## [Required task]
Take the entries below and print all of them exactly, please.

## [Raw data]

◆ ◆ ◆ ◆

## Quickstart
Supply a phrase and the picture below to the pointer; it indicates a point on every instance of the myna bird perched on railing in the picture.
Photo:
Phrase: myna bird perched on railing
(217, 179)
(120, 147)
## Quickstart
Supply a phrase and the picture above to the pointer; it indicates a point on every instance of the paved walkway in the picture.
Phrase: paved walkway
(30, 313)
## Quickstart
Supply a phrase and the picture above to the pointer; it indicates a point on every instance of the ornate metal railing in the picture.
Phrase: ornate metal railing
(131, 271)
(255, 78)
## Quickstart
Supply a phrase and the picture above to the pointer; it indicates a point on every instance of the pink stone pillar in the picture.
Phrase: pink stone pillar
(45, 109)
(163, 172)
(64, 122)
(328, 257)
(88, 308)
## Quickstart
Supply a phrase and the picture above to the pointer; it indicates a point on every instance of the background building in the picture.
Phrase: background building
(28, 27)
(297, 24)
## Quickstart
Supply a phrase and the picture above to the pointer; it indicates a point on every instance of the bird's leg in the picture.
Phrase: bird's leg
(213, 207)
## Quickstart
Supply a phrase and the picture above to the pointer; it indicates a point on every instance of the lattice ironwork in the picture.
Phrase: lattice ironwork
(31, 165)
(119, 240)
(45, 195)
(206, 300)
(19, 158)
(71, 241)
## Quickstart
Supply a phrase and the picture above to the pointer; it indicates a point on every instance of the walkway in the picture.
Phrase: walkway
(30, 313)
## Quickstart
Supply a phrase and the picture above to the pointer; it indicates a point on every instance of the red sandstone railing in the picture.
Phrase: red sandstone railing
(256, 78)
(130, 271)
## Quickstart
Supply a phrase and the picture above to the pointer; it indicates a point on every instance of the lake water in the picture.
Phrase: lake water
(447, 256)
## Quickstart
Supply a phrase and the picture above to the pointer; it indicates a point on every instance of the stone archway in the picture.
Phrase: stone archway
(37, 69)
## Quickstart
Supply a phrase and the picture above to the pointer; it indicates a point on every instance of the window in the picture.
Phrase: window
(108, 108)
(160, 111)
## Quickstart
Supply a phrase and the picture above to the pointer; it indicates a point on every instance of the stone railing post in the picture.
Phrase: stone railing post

◆ ◆ ◆ ◆

## [Task result]
## Quickstart
Supply a phrase and the picture below to the pointer; it indicates a point on every instance of the myna bird perched on railing in the picture.
Photo:
Phrase: myna bird perched on railing
(217, 179)
(120, 147)
## Quickstart
Supply a phrase and the picture above to the pointer; it indicates a point on every instance of the paved walkway in the picture.
Phrase: paved walkway
(30, 313)
## Quickstart
Supply a phrase and the picture above to the pointer; it indicates a point on every instance of the ornate metal railing in the picture.
Phrase: ornate metal railing
(131, 271)
(255, 78)
## Quickstart
Supply a phrase and the picture above to the pointer; it indicates a point on every instance of the pink stone pillar in the picture.
Phrase: pink stone pillar
(45, 109)
(163, 172)
(64, 122)
(328, 257)
(88, 308)
## Quickstart
Supply a phrase and the picture above to the pointer; it indicates a point on every instance of the background building in the picture.
Phrase: background building
(28, 27)
(297, 24)
## Quickstart
Supply a phrase and the picture above to the pointer; it indicates a point on every instance of the bird's leg in the picture.
Phrase: bird's leg
(213, 207)
## Quickstart
Supply a phrase and the picture above to the pointer; it indicates a point on every instance of the lattice ironwork in the picture.
Phrase: lattice ironwork
(31, 165)
(119, 240)
(45, 195)
(206, 300)
(19, 158)
(71, 241)
## Quickstart
Supply a phrase and the picture above to the pointer; it indicates a point on every instance of the walkway in the picture.
Phrase: walkway
(30, 313)
## Quickstart
Supply a phrase and the picture above to the pointer; it indicates a point on every instance of the red sandstone railing in the picture.
Phrase: red sandstone railing
(256, 78)
(130, 271)
## Quickstart
Supply a phrase and the picture above to the pointer; it indicates a point on every instance of the lake water in the picture.
Phrase: lake water
(447, 256)
## Quickstart
Supply a phrase and the picture above to the pointer; it indicates a point on every instance of the stone archway in the picture.
Phrase: stone archway
(37, 69)
## Quickstart
Supply a phrase and the picture above to the pointer; it indicates a point on every instance of the window in the picture.
Phrase: window
(108, 108)
(160, 111)
## Quickstart
Supply a phrase and the picture above to the pointer; it indicates a point on every instance of the stone railing post in the picture.
Phrase: stone railing post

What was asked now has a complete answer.